Task requirements =
A verbatim repetition of the data below is requested, without images.

Data records =

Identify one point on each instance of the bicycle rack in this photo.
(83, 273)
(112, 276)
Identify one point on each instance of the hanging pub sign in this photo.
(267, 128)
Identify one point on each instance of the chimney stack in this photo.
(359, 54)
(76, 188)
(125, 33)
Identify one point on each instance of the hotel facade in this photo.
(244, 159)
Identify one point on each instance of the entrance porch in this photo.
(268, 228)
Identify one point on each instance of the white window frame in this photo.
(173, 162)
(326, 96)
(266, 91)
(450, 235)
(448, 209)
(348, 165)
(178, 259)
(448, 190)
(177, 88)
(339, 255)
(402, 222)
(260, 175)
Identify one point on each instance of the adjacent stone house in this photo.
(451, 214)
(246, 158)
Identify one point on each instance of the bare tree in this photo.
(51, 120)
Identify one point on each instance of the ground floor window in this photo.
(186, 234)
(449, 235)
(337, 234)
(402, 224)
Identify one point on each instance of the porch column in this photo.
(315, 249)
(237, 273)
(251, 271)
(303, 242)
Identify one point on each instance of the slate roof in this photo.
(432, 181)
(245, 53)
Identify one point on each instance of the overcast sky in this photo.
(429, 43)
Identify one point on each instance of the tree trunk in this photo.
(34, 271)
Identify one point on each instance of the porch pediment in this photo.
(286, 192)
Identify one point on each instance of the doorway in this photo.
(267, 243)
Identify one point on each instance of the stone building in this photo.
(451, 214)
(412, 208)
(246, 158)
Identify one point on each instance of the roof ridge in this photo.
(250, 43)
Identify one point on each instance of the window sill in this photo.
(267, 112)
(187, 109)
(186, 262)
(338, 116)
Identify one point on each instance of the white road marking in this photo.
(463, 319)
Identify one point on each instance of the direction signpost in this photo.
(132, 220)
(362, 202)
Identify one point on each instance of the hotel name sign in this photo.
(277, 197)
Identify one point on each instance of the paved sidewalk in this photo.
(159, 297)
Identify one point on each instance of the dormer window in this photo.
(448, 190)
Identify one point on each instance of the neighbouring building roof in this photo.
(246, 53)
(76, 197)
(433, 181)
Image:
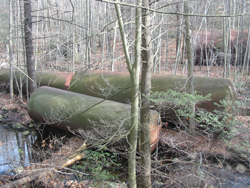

Answer box =
Identify one point on each instance of the bicycle rack in this photo.
(83, 273)
(112, 276)
Identify one point on each instance of the hanging pub sign in this photo.
(267, 128)
Identify one point on each instance of the chimney stack in this photo.
(359, 54)
(76, 188)
(125, 33)
Identify one point on each instance of the hotel facade in this photo.
(244, 159)
Identify one point on each instance of the entrance porch in this photo.
(268, 228)
Identify one point on each instance of the white window frame in this photo.
(173, 162)
(326, 96)
(266, 91)
(450, 235)
(448, 209)
(348, 165)
(178, 259)
(448, 190)
(177, 88)
(339, 255)
(402, 222)
(260, 175)
Identify one point on each instance of the adjacent stone house in this photo.
(451, 214)
(246, 158)
Identify one point on each instance of the bare tree in this photo.
(51, 120)
Identify one point on each instance of the ground floor window in this photo.
(186, 234)
(449, 235)
(337, 234)
(402, 224)
Identify one point on each instance of the porch column in this photo.
(315, 249)
(237, 273)
(251, 271)
(303, 242)
Identify one point on each instance of the slate roof in this photo.
(432, 181)
(245, 53)
Identify one point on each instance of the overcast sky in this photo.
(429, 43)
Identify one point on each instance of the tree trunk in this photo.
(34, 271)
Identify one point on each instance of the porch pediment in this photo.
(286, 192)
Identify one point on each instance of the doorway in this photo.
(267, 243)
Identify one point on each instance of the stone building in this photo.
(451, 214)
(412, 208)
(246, 158)
Identify one point on each instance of the roof ridge in this photo.
(250, 43)
Identify one point on each instance of the window sill in this photo.
(267, 112)
(187, 109)
(186, 262)
(338, 116)
Identify one point on each instance of the white road marking in this photo.
(463, 319)
Identify one point on each instance of the direction signpost in this photo.
(132, 220)
(362, 202)
Identify one point on each instance of the hotel name sign in this photo.
(277, 197)
Identify one point on each instance of the paved sidewalk in this photo.
(159, 297)
Identify one point on each instance of the dormer window in this photo.
(448, 190)
Identify one point on each instance of the neighbouring building roof in this photo.
(246, 53)
(76, 197)
(433, 181)
Image:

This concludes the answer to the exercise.